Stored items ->
------------------------------------

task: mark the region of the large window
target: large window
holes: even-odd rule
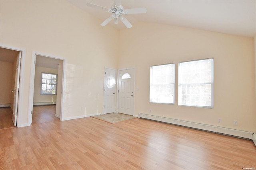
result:
[[[150,67],[150,102],[174,103],[175,63]]]
[[[178,105],[213,108],[213,58],[179,63],[178,78]]]
[[[55,74],[42,73],[41,95],[57,94],[57,75]]]

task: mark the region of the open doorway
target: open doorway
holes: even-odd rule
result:
[[[17,125],[22,52],[0,48],[0,129]]]
[[[31,123],[59,121],[64,60],[37,54],[34,57]]]

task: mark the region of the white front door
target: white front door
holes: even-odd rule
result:
[[[14,92],[13,109],[12,110],[12,122],[14,126],[17,126],[17,115],[18,114],[18,102],[19,96],[20,84],[20,61],[21,61],[21,52],[17,56],[16,61],[16,71],[15,72],[15,83],[14,89],[12,91]]]
[[[134,69],[119,71],[118,113],[133,115]]]
[[[116,73],[115,69],[105,69],[103,114],[115,112],[116,84]]]

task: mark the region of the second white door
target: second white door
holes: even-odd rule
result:
[[[118,112],[133,115],[134,69],[119,71]]]
[[[114,113],[116,103],[116,69],[105,69],[104,114]]]

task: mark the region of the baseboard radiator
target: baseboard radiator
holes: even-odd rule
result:
[[[33,103],[33,106],[39,106],[40,105],[56,105],[56,101],[50,101],[48,102],[34,102]]]
[[[254,132],[252,132],[167,118],[141,113],[138,114],[138,117],[235,137],[249,139],[253,140],[256,146],[256,134],[255,133],[254,134]]]

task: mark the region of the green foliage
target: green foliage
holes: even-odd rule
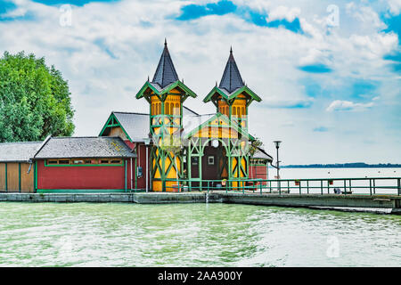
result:
[[[74,132],[68,82],[45,59],[23,52],[0,58],[0,142],[41,141]]]

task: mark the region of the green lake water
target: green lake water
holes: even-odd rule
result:
[[[2,202],[0,216],[0,266],[401,266],[392,215]]]

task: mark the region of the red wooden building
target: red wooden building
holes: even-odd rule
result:
[[[205,179],[241,187],[268,178],[273,158],[260,148],[253,157],[242,151],[256,140],[248,133],[249,105],[261,99],[244,85],[232,51],[220,85],[203,100],[216,113],[183,105],[195,97],[178,80],[165,44],[153,80],[136,94],[148,100],[149,113],[112,111],[99,136],[0,143],[0,191],[171,191],[177,179],[197,189]],[[186,142],[182,151],[163,151],[160,142],[177,134]]]

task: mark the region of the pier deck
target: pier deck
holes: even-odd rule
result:
[[[225,191],[149,192],[149,193],[0,193],[0,201],[20,202],[96,202],[96,203],[232,203],[321,209],[371,211],[401,214],[397,195],[318,195],[241,193]],[[384,210],[387,209],[387,210]]]

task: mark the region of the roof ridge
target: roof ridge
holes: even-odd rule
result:
[[[43,141],[37,141],[37,142],[0,142],[0,144],[25,144],[25,143],[41,143]]]
[[[96,139],[96,138],[119,138],[119,136],[99,136],[99,135],[83,135],[83,136],[52,136],[52,139]]]
[[[167,42],[164,43],[163,53],[159,61],[156,72],[153,76],[151,83],[157,83],[161,88],[165,88],[169,84],[178,80],[178,75],[174,67],[173,61],[167,46]]]
[[[135,115],[147,115],[147,116],[149,116],[149,113],[128,112],[128,111],[119,111],[119,110],[113,110],[113,111],[111,111],[111,113],[135,114]]]
[[[240,70],[238,69],[237,63],[233,55],[233,50],[230,50],[230,56],[225,64],[225,71],[223,72],[223,77],[221,77],[218,87],[225,88],[231,94],[243,86],[242,77],[241,77]]]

------------------------------------

SET EXERCISE -> Reproduce every item above word for word, omitting the pictures.

SOLVED EXERCISE ->
task: mark the region of the large window
target: large window
holes: even-odd rule
result:
[[[150,67],[150,102],[174,103],[175,63]]]
[[[178,105],[213,108],[213,58],[179,63],[178,78]]]
[[[55,74],[42,73],[41,95],[57,94],[57,75]]]

task: mark the region of the open doorway
target: open doorway
holes: even-odd rule
result:
[[[17,125],[22,52],[0,48],[0,129]]]
[[[31,123],[59,121],[64,60],[37,54],[34,57]]]

task: mark the region of the white front door
target: white front door
holes: even-odd rule
result:
[[[14,92],[13,109],[12,110],[12,122],[14,126],[17,126],[17,115],[18,114],[18,102],[19,96],[20,84],[20,61],[21,61],[21,52],[17,56],[16,61],[16,71],[15,72],[15,83],[14,89],[12,91]]]
[[[134,69],[119,71],[118,113],[133,115]]]
[[[116,73],[115,69],[105,69],[103,114],[115,112],[116,84]]]

task: mark the region of the second white door
target: second white door
holes: even-odd rule
result:
[[[118,112],[133,115],[134,69],[119,71]]]
[[[114,113],[116,103],[116,69],[105,69],[104,114]]]

task: mark the region of the baseboard radiator
target: baseboard radiator
holes: even-odd rule
result:
[[[33,103],[33,106],[39,106],[40,105],[56,105],[56,101],[50,101],[48,102],[34,102]]]
[[[254,132],[252,132],[167,118],[141,113],[138,114],[138,117],[235,137],[249,139],[253,140],[256,146],[256,134],[255,133],[254,134]]]

task: mark the region of the green foliage
target: green foliage
holes: even-odd rule
result:
[[[74,132],[68,82],[45,59],[23,52],[0,58],[0,142],[41,141]]]

task: mark the region of the green lake water
target: green lake water
holes: even-odd rule
result:
[[[2,202],[0,216],[0,266],[401,266],[392,215]]]

task: mark the region of the red wooden building
target: red wooden building
holes: even-odd rule
result:
[[[205,179],[241,187],[268,178],[273,158],[260,148],[253,157],[242,151],[256,140],[248,133],[249,105],[261,99],[244,85],[232,51],[220,85],[203,100],[216,113],[183,105],[195,97],[178,80],[165,44],[153,80],[136,94],[148,100],[149,113],[112,111],[99,136],[0,143],[0,191],[171,191],[177,179],[197,189]],[[186,142],[182,151],[163,151],[160,142],[177,134]]]

task: mark the region of the pier deck
target: pier deck
holes: even-odd rule
result:
[[[225,191],[149,192],[149,193],[0,193],[0,201],[20,202],[96,202],[96,203],[232,203],[321,209],[371,211],[401,214],[397,195],[318,195],[241,193]],[[384,210],[387,209],[387,210]]]

task: mark the region of the roof ridge
target: roof ridge
holes: even-odd rule
result:
[[[43,141],[37,141],[37,142],[0,142],[0,144],[25,144],[25,143],[41,143]]]
[[[96,139],[96,138],[119,138],[119,136],[99,136],[99,135],[83,135],[83,136],[52,136],[52,139]]]
[[[167,42],[164,43],[163,53],[159,61],[156,72],[153,76],[151,83],[157,83],[161,88],[165,88],[169,84],[178,80],[178,75],[174,67],[173,61],[167,46]]]
[[[135,115],[147,115],[147,116],[149,116],[149,113],[128,112],[128,111],[119,111],[119,110],[113,110],[113,111],[111,111],[111,113],[135,114]]]
[[[240,70],[238,69],[237,63],[233,55],[233,50],[230,50],[230,56],[225,64],[225,71],[223,72],[223,77],[221,77],[218,87],[225,88],[231,94],[243,86],[242,77],[241,77]]]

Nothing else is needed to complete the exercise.